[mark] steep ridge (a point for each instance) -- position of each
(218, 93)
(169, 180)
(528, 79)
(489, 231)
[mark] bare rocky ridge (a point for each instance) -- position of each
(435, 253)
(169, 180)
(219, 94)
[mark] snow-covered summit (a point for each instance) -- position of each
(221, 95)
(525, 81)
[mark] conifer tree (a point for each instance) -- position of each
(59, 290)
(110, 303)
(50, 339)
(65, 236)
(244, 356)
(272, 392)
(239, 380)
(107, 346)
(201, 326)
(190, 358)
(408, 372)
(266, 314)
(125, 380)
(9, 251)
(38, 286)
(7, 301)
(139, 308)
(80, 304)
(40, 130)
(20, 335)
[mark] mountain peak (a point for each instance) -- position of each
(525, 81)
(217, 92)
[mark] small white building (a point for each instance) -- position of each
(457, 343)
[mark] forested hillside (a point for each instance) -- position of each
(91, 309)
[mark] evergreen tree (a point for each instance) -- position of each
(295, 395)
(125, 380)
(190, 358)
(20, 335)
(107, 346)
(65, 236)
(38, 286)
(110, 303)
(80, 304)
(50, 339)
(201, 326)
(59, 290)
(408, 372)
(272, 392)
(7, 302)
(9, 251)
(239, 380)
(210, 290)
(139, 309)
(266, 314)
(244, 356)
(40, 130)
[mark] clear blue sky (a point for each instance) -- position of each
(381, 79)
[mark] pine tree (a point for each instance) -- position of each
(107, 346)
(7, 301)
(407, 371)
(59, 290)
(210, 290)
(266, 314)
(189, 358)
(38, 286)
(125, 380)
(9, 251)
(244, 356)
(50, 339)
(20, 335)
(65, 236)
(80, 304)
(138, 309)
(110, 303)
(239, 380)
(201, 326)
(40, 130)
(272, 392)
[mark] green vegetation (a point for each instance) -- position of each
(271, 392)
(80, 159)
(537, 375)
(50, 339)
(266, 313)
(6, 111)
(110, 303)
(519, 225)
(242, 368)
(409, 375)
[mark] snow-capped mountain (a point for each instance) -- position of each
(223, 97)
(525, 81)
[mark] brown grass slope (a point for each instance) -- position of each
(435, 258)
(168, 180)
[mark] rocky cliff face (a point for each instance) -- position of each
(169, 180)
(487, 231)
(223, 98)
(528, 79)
§ §
* Problem requirements: Copy all the records above, switching "position of each" to "location of each" wherever it occurs and leaving everything else unchanged.

* The answer:
[mark] steep ridge (a point for each instance) -- location of each
(218, 93)
(169, 180)
(528, 79)
(489, 231)
[mark] bare rocky ridge (a point for each instance) -- location of each
(435, 253)
(169, 180)
(219, 94)
[mark] snow-covered summit (a point for each instance) -- location of each
(221, 95)
(525, 81)
[mark] conifer tree (a point for each instance) -- location of each
(59, 290)
(110, 303)
(50, 339)
(65, 236)
(244, 356)
(272, 392)
(239, 380)
(107, 346)
(201, 326)
(190, 358)
(408, 372)
(266, 314)
(125, 380)
(9, 251)
(38, 286)
(7, 301)
(139, 308)
(80, 304)
(40, 130)
(20, 335)
[mark] mountain peak (a point for each instance) -- location of each
(525, 81)
(217, 92)
[mark] small white building (a point for each instance) -- location of each
(457, 343)
[mark] forested hillside (a point for each instance) -- location of each
(91, 309)
[mark] evergreen tree (a point for each instance) -- location of each
(295, 395)
(125, 380)
(190, 358)
(20, 335)
(107, 346)
(65, 236)
(38, 286)
(110, 303)
(80, 304)
(50, 339)
(201, 326)
(59, 290)
(408, 372)
(272, 392)
(7, 302)
(9, 251)
(239, 380)
(210, 290)
(139, 309)
(266, 314)
(244, 356)
(40, 130)
[mark] clear blue sky (a point for each instance) -- location of each
(381, 79)
[mark] pine tree (a point for each instance) -- location of each
(107, 346)
(7, 301)
(407, 371)
(59, 290)
(210, 290)
(266, 314)
(189, 358)
(38, 286)
(125, 380)
(9, 251)
(244, 356)
(50, 339)
(20, 335)
(65, 236)
(80, 304)
(138, 309)
(110, 303)
(239, 380)
(201, 326)
(40, 130)
(272, 392)
[mark] green vegetation (a point for each instance) -- location of each
(271, 392)
(80, 159)
(537, 375)
(50, 339)
(266, 313)
(6, 111)
(110, 303)
(519, 225)
(242, 368)
(409, 375)
[mark] snow-capped mountain (a point for each instance) -- location of each
(223, 97)
(525, 81)
[mark] brown grass slope (a point for each instance) -- location of each
(435, 258)
(168, 180)
[mark] rocky cliff face (a point for each instance) -- location of each
(169, 180)
(487, 231)
(223, 98)
(528, 79)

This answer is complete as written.